**REQUEST**.
All material below is to be reproduced exactly.

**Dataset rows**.
************

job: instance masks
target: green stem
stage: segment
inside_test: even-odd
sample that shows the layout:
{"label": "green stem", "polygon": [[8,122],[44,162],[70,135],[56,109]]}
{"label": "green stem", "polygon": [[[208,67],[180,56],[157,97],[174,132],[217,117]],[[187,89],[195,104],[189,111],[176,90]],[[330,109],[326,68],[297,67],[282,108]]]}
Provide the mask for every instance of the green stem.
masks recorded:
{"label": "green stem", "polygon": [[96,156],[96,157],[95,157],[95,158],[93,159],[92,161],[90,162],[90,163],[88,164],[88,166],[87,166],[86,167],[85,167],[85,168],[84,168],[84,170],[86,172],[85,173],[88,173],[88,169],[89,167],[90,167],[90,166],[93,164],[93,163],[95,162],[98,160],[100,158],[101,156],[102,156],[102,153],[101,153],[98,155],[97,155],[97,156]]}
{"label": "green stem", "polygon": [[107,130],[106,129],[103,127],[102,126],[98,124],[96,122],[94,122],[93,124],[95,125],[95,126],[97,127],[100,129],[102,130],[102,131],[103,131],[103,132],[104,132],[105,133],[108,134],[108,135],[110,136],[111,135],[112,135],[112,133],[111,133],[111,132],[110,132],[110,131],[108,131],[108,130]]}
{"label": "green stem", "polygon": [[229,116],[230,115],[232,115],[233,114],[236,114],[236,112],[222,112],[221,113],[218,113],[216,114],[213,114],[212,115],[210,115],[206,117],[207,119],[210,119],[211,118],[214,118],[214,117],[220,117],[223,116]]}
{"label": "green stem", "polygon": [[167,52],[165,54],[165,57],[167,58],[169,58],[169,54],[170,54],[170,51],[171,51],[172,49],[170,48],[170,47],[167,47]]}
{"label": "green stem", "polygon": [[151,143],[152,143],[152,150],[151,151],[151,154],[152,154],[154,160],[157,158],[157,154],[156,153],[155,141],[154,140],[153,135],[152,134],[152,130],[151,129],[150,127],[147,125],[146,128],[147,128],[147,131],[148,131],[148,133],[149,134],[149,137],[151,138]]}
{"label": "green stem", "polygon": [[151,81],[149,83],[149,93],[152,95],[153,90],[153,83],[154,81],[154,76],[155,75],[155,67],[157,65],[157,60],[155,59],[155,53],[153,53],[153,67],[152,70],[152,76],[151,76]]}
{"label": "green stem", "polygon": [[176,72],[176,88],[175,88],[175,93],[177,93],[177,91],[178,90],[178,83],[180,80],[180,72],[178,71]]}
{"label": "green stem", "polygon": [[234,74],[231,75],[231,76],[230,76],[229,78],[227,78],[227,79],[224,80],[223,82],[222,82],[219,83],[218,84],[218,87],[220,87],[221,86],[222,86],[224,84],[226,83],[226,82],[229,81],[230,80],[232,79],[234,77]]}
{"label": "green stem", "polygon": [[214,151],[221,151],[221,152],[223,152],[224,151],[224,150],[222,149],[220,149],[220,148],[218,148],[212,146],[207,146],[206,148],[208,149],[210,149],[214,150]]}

************

**EXERCISE ANSWER**.
job: instance masks
target: green stem
stage: segment
inside_test: even-odd
sample that shows the layout:
{"label": "green stem", "polygon": [[8,122],[44,162],[70,135],[56,109]]}
{"label": "green stem", "polygon": [[[208,67],[180,56],[157,97],[174,132],[217,117]],[[187,89],[195,104],[189,111],[176,90]],[[330,109],[326,68],[297,67],[282,108]]]}
Provide the mask for every instance of the green stem.
masks recorded:
{"label": "green stem", "polygon": [[96,156],[96,157],[95,157],[95,158],[93,159],[92,161],[90,162],[90,163],[88,164],[88,166],[87,166],[86,167],[85,167],[85,168],[84,168],[84,170],[86,172],[85,173],[88,173],[88,169],[89,167],[90,167],[90,166],[93,164],[93,163],[95,162],[98,160],[100,158],[101,156],[102,156],[102,153],[101,153],[98,155],[97,155],[97,156]]}
{"label": "green stem", "polygon": [[107,130],[106,129],[103,127],[102,126],[98,124],[96,122],[94,122],[93,124],[95,125],[95,126],[97,127],[100,129],[102,130],[102,131],[103,131],[103,132],[104,132],[105,133],[108,134],[108,135],[110,136],[111,135],[112,135],[112,133],[111,133],[111,132],[110,132],[110,131],[108,131],[108,130]]}
{"label": "green stem", "polygon": [[229,116],[230,115],[232,115],[233,114],[236,114],[236,112],[222,112],[221,113],[218,113],[216,114],[213,114],[212,115],[210,115],[206,117],[207,119],[210,119],[211,118],[214,118],[214,117],[220,117],[223,116]]}
{"label": "green stem", "polygon": [[167,52],[165,54],[165,57],[167,58],[169,58],[169,54],[170,54],[170,51],[171,51],[172,49],[170,48],[170,47],[167,47]]}
{"label": "green stem", "polygon": [[151,143],[152,143],[152,150],[151,151],[151,154],[152,154],[154,160],[157,158],[157,154],[156,153],[155,141],[154,140],[153,135],[152,134],[152,130],[151,129],[150,127],[147,125],[146,128],[147,128],[147,131],[148,131],[148,133],[149,134],[149,137],[151,138]]}
{"label": "green stem", "polygon": [[151,81],[149,83],[149,93],[152,95],[153,90],[153,83],[154,81],[154,76],[155,75],[155,67],[157,65],[157,60],[155,59],[155,53],[153,53],[153,67],[152,70],[152,76],[151,76]]}
{"label": "green stem", "polygon": [[176,72],[176,88],[175,88],[175,93],[177,93],[177,91],[178,90],[178,83],[180,80],[180,72],[178,71]]}
{"label": "green stem", "polygon": [[234,74],[231,75],[231,76],[230,76],[229,78],[227,78],[227,79],[224,80],[223,82],[222,82],[219,83],[218,84],[218,87],[220,87],[221,86],[222,86],[224,84],[226,83],[226,82],[229,81],[230,80],[232,79],[234,77]]}
{"label": "green stem", "polygon": [[214,151],[221,151],[221,152],[223,152],[224,151],[224,150],[222,149],[220,149],[220,148],[218,148],[212,146],[207,146],[206,148],[208,149],[210,149],[214,150]]}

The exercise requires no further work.